● Exercise requirements: Quote, word for word, every line starting at the line that contains "Target: girl's dress" and ending with the last line of the records; include both of these lines and no others.
=== Material to process ===
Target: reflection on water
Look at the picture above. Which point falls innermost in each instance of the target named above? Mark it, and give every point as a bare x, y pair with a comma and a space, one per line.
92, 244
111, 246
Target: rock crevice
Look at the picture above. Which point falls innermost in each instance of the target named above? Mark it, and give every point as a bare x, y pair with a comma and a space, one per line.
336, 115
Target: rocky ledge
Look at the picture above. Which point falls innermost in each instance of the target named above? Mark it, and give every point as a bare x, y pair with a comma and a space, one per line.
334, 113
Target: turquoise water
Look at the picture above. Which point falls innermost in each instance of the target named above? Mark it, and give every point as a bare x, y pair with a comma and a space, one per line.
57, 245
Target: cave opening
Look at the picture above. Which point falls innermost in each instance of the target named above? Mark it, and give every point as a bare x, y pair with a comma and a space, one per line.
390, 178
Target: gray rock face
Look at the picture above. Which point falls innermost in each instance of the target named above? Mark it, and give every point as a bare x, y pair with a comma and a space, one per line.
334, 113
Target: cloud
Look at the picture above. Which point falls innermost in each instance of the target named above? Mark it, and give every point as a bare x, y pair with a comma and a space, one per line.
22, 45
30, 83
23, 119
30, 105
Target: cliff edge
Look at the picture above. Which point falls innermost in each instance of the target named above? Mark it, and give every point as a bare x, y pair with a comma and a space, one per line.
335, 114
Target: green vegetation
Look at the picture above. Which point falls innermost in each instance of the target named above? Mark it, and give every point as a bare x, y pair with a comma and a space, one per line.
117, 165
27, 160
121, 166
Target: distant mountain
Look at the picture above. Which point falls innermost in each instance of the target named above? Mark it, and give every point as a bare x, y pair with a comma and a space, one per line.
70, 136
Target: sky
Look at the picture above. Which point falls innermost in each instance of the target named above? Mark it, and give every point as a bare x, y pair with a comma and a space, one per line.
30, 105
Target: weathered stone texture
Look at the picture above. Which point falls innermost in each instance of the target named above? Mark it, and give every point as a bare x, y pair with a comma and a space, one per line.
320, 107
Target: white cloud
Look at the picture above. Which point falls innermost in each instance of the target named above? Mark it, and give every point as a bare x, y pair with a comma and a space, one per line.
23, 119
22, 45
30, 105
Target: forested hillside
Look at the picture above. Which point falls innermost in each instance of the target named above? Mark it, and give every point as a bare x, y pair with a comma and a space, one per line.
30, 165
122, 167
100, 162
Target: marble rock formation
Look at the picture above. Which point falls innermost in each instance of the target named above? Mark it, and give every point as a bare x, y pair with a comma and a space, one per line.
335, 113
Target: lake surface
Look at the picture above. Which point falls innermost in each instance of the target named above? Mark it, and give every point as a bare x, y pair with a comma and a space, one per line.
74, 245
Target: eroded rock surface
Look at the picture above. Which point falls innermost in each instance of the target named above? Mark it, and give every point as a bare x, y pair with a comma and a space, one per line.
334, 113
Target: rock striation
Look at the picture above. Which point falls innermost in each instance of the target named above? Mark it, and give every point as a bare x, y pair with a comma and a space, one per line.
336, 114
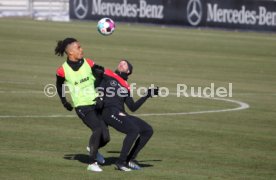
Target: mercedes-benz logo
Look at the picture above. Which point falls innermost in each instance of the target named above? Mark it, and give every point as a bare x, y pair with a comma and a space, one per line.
194, 12
81, 8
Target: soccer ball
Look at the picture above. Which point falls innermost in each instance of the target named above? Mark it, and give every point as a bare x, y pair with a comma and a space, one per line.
106, 26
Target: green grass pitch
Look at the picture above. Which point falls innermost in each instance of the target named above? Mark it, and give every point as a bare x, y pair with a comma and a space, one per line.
223, 145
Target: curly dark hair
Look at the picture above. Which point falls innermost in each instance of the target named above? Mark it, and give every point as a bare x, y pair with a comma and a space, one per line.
62, 44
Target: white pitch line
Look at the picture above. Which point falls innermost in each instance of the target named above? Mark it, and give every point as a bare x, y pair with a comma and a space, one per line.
242, 106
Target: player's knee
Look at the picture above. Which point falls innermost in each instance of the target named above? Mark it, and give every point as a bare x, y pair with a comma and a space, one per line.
150, 131
134, 131
98, 131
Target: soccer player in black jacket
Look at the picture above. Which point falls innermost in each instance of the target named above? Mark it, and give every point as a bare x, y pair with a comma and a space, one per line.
116, 92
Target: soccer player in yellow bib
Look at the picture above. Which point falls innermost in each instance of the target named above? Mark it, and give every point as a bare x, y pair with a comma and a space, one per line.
81, 75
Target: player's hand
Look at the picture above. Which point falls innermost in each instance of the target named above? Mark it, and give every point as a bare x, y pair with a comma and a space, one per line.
153, 92
99, 103
67, 106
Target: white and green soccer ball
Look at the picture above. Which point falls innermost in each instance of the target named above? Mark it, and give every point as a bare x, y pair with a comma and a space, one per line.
106, 26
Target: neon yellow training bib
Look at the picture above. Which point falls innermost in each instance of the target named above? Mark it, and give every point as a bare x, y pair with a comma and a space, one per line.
80, 84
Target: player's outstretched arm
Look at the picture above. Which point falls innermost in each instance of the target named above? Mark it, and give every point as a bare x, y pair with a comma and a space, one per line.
133, 106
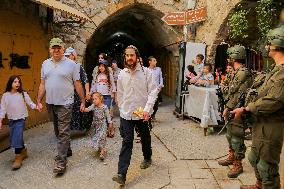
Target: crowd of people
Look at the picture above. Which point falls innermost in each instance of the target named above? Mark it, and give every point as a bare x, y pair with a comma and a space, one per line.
74, 103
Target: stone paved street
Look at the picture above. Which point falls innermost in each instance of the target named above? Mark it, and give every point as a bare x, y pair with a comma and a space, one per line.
182, 158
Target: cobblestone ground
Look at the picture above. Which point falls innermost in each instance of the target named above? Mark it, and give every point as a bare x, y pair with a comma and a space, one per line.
182, 158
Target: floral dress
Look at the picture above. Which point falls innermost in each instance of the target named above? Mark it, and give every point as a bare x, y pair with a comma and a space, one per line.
99, 127
80, 120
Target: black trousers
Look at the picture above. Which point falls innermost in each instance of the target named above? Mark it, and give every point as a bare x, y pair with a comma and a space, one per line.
127, 133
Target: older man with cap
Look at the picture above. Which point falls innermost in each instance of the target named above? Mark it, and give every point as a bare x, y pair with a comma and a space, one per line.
59, 77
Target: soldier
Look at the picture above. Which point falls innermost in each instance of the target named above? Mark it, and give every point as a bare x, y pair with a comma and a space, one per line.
240, 82
268, 110
225, 83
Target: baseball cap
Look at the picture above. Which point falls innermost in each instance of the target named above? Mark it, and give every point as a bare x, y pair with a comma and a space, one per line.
69, 51
56, 42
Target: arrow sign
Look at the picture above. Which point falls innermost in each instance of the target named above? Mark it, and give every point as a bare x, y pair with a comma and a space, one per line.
183, 18
175, 18
196, 15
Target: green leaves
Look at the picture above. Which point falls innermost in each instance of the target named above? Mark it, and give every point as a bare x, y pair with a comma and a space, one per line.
266, 12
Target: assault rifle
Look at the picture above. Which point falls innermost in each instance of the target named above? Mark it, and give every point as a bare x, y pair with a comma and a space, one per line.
241, 103
221, 103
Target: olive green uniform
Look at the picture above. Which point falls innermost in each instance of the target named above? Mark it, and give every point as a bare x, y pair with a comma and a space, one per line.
225, 86
240, 82
267, 137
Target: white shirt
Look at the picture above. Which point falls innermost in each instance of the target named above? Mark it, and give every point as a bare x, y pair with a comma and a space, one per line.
198, 68
59, 80
14, 105
157, 76
101, 84
135, 89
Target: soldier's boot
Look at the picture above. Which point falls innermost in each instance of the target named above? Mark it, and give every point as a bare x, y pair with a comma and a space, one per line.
257, 185
236, 170
229, 160
24, 153
18, 162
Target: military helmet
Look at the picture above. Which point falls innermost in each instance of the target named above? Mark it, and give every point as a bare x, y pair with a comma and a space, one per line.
237, 52
276, 37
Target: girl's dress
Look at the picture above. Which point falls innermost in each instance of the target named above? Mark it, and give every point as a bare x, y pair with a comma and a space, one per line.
14, 105
101, 84
101, 118
80, 120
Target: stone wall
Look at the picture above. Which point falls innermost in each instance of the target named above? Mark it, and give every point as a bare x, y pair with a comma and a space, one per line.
100, 10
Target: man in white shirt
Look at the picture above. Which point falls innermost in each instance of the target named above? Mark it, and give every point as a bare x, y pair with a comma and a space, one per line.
158, 80
135, 90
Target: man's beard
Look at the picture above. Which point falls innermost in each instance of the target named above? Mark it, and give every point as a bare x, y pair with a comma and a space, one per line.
131, 66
===
● Reply:
Target: girl's dress
Look at the picture above. Which point falls innermost in each instance of the target named above? Mark it, and give every point as a bare x, y pair with a comma and a space, one per line.
14, 105
101, 84
101, 118
80, 120
Target: stone wall
Look at the picture above. Which point falls innermost in each instance of the target named above? Mark it, and give every point as a bare x, y pair with a comma and a space, one per line.
100, 10
Target: man in white shirt
Look at the picture above. Which point falls innermost in each instance of the target named above? Mark it, and give every point as a bare x, y pair with a comma and a space, one per line.
158, 80
135, 90
Target: man's beard
Look at the picture above. Which point falls innermost in each instance of the target named above? Mark it, and give every point as a bare x, y pair with a comma and a space, one per line.
131, 66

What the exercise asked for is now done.